Work instructions:
Which parent commit does the commit page below list?

Document passage:
Split-K autodeduction for DeviceGroupedConvBwdWeightTwoStage_Xdl_CShuffle.

This commit is contained in:
Ville Pietilä
2025-07-09 09:22:49 -05:00
parent 4c10470b5f
commit 62b08dd1bb

View File

@@ -22,6 +22,8 @@
#include "ck/tensor_operation/gpu/grid/gridwise_gemm_xdl_cshuffle_conv_v3.hpp"
#include <ck/tensor_operation/gpu/grid/block_to_ctile_map.hpp>
#include "ck/tensor_operation/gpu/device/impl/device_grouped_conv_utils.hpp"
#include "ck/tensor_operation/gpu/device/impl/split_k_utils.hpp"
#include "ck/tensor_operation/gpu/device/impl/split_k_arg.hpp"
#include "ck/tensor_operation/gpu/element/element_wise_operation.hpp"
#include "ck/host_utility/device_prop.hpp"
@@ -504,7 +506,57 @@ struct DeviceGroupedConvBwdWeightTwoStage_Xdl_CShuffle
decltype(GridwiseGemm::MakeCGridDescriptor_MBlock_MPerBlock_NBlock_NPerBlock(
CGridDesc_M_N{}, 1, 1));
struct Argument : public BaseArgument
struct MaximumActiveBlocksPerMultiprocessor
{
MaximumActiveBlocksPerMultiprocessor()
{
constexpr int dynamic_smem_size = 0;
constexpr index_t minimum_occupancy =
BlkGemmPipeSched == BlockGemmPipelineScheduler::Intrawave ? 1 : 2;
int max_occupancy = 0;
if constexpr(BlkGemmPipelineVer == BlockGemmPipelineVersion::v4)

Information shown:
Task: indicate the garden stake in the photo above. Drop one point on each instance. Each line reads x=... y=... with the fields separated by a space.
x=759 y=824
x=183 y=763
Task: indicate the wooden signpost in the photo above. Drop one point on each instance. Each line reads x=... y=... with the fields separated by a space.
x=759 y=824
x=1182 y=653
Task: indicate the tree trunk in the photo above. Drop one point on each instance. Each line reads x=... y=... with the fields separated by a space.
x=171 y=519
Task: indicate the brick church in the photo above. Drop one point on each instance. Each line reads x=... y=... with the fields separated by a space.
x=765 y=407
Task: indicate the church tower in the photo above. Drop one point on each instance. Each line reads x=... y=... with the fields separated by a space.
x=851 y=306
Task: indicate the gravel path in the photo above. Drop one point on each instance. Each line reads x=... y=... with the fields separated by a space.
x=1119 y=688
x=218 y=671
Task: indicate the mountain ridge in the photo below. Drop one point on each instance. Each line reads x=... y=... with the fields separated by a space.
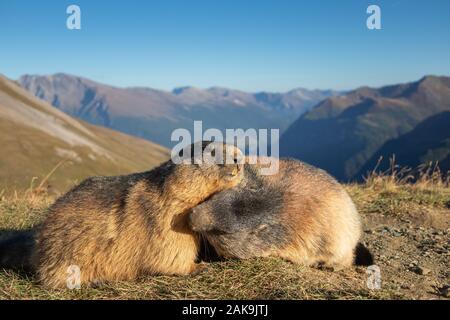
x=154 y=114
x=342 y=132
x=36 y=138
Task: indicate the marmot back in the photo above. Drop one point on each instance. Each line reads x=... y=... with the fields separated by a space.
x=115 y=228
x=300 y=214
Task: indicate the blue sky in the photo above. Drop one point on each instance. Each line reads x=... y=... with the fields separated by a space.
x=247 y=44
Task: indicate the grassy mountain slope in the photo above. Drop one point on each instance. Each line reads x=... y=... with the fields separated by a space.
x=428 y=142
x=35 y=137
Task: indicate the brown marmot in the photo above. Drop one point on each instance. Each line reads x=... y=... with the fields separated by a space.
x=301 y=214
x=115 y=228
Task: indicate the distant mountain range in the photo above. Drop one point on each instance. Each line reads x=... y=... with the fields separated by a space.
x=35 y=137
x=346 y=134
x=343 y=133
x=154 y=114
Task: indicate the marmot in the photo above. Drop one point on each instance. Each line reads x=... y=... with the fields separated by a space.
x=115 y=228
x=301 y=214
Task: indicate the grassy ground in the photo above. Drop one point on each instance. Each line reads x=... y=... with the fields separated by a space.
x=406 y=226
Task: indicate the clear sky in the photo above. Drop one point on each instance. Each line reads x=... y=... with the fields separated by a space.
x=243 y=44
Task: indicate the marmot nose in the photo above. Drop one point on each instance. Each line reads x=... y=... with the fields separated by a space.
x=200 y=222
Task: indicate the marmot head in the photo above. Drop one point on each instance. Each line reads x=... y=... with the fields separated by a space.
x=244 y=221
x=206 y=167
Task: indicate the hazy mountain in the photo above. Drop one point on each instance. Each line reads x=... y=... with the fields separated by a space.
x=342 y=133
x=35 y=137
x=428 y=142
x=154 y=114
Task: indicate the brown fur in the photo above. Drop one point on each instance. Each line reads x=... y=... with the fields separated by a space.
x=300 y=214
x=120 y=227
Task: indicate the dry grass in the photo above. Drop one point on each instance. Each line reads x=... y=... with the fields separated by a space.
x=384 y=194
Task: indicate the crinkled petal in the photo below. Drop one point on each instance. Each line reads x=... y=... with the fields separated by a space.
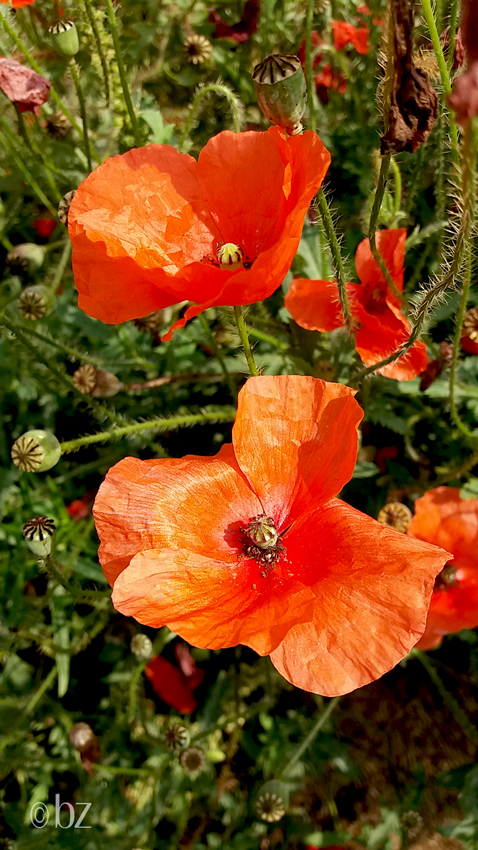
x=307 y=432
x=371 y=594
x=314 y=304
x=194 y=503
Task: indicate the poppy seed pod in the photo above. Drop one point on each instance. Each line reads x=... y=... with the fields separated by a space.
x=35 y=302
x=26 y=258
x=36 y=451
x=38 y=533
x=65 y=37
x=272 y=801
x=281 y=90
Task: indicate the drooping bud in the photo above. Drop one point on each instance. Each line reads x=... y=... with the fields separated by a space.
x=38 y=533
x=58 y=126
x=26 y=258
x=65 y=37
x=35 y=302
x=192 y=760
x=230 y=255
x=36 y=451
x=395 y=515
x=64 y=206
x=281 y=90
x=176 y=738
x=262 y=532
x=197 y=49
x=272 y=801
x=96 y=382
x=141 y=646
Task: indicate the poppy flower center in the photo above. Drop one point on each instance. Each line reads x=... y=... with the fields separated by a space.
x=447 y=577
x=261 y=541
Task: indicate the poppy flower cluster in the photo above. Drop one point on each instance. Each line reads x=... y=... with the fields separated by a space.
x=381 y=326
x=176 y=685
x=153 y=227
x=252 y=546
x=446 y=520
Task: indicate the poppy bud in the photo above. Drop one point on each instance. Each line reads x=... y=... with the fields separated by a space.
x=281 y=90
x=26 y=258
x=36 y=451
x=141 y=646
x=82 y=737
x=192 y=760
x=65 y=37
x=395 y=515
x=38 y=533
x=64 y=206
x=272 y=800
x=176 y=737
x=35 y=302
x=96 y=382
x=230 y=255
x=197 y=49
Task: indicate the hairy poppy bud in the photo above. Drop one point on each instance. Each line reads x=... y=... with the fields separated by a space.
x=35 y=302
x=82 y=737
x=141 y=646
x=64 y=206
x=395 y=515
x=197 y=49
x=36 y=451
x=26 y=258
x=192 y=760
x=65 y=37
x=272 y=800
x=38 y=533
x=281 y=90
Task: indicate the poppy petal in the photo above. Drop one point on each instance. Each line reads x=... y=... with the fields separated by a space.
x=371 y=593
x=307 y=430
x=167 y=503
x=314 y=304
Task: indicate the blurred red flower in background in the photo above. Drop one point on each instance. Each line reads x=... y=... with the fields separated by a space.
x=24 y=87
x=147 y=226
x=243 y=30
x=443 y=518
x=381 y=325
x=175 y=686
x=334 y=597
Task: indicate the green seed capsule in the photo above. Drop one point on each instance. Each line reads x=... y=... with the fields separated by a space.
x=281 y=90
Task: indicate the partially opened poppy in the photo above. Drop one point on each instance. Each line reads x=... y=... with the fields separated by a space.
x=153 y=227
x=381 y=325
x=252 y=547
x=443 y=518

Solution:
4c10470b5f